Extract below:

Autonomous AI-driven retrosynthesis model optimization.

An AI agent autonomously experiments with model architecture, hyperparameters, and training strategies to improve a retrosynthesis prediction model -- predicting how to synthesize target molecules from available starting materials.

Built on the autoresearch framework by Andrej Karpathy, with improvements inspired by auto-q-research for structured experiment tracking, novelty-guided exploration, and multi-step investment strategies.

How it works

An AI coding agent (Claude, Codex, etc.) sits in a loop:

1. Read analysis report (training dynamics, tried configs, novelty score)
2. Formulate hypothesis (guided by exploration metrics, not just intuition)
3. Modify train.py (architecture, optimizer, hyperparameters, etc.)
4. Train the model for 5 minutes
5. Run analyze.py (log results, check invest state, update reports)
6. If accuracy improved → keep the change
   If accuracy dropped but foundational → invest (with deadline)
   If accuracy didn't improve → revert
7. Repeat forever

The model learns to predict reactants from products: given a target molecule as a SMILES string, generate the precursor molecules needed to synthesize it.

Input:   CC(=O)Oc1ccccc1C(=O)O          (aspirin)
Output:  CC(=O)OC(=O)C.OC(=O)c1ccccc1O  (acetic anhydride + salicylic acid)

The Gradio frontend provides multi-step retrosynthesis -- recursively decomposing complex molecules until all precursors are commercially available building blocks.

Quick Start

Requirements

  • Python 3.10+
  • uv package manager
  • For real training: NVIDIA GPU (tested on T4/A10G via AWS). CPU/MPS works for testing.

1. Install and prepare data

# Install uv (if needed)
curl -LsSf https://astral.sh/uv/install.sh | sh

# Install dependencies
uv sync

# Basic: download USPTO-50K, build tokenizer, extract building blocks (~2 min)

End of Extract.

[Task statement] In the retrosynthesis extract, how long does the agent train the model in each loop iteration?

Record set below:

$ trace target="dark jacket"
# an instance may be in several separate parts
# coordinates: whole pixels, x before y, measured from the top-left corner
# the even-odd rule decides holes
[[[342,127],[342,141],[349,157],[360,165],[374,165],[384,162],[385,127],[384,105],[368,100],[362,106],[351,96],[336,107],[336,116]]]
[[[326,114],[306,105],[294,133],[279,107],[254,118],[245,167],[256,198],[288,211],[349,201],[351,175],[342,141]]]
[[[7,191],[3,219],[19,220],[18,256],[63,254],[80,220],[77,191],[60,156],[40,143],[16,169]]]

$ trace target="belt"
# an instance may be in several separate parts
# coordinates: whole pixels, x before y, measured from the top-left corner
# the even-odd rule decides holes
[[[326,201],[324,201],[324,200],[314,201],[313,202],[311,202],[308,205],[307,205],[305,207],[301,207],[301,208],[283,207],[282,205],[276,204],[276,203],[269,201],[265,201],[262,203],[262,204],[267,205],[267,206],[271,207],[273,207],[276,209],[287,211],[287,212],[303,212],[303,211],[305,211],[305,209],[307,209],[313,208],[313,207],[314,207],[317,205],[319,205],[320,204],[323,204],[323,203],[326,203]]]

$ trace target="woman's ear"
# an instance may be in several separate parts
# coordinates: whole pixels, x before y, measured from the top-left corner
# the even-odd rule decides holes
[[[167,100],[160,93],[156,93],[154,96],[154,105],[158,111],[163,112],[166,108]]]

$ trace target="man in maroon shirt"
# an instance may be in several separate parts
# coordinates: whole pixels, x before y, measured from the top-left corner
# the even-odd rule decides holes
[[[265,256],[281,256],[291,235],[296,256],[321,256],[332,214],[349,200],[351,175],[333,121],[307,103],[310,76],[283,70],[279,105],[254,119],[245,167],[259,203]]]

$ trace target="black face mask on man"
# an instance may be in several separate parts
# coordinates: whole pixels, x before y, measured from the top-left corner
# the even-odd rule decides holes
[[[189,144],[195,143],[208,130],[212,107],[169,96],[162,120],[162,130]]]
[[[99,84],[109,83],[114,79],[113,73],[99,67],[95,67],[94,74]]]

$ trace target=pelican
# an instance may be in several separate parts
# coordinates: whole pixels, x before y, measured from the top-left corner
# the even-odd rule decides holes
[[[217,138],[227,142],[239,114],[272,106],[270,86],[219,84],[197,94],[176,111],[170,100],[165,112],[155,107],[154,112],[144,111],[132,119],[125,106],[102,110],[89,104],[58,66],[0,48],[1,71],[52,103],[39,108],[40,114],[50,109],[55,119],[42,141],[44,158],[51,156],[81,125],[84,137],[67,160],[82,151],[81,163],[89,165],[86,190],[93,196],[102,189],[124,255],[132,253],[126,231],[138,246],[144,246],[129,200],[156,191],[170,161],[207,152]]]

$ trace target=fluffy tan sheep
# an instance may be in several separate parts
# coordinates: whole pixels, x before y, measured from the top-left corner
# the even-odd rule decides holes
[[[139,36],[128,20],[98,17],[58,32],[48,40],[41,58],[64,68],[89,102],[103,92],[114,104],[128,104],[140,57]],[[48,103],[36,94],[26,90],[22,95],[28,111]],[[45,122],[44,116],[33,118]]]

End of Record set.

[Output for this exercise] 5 minutes.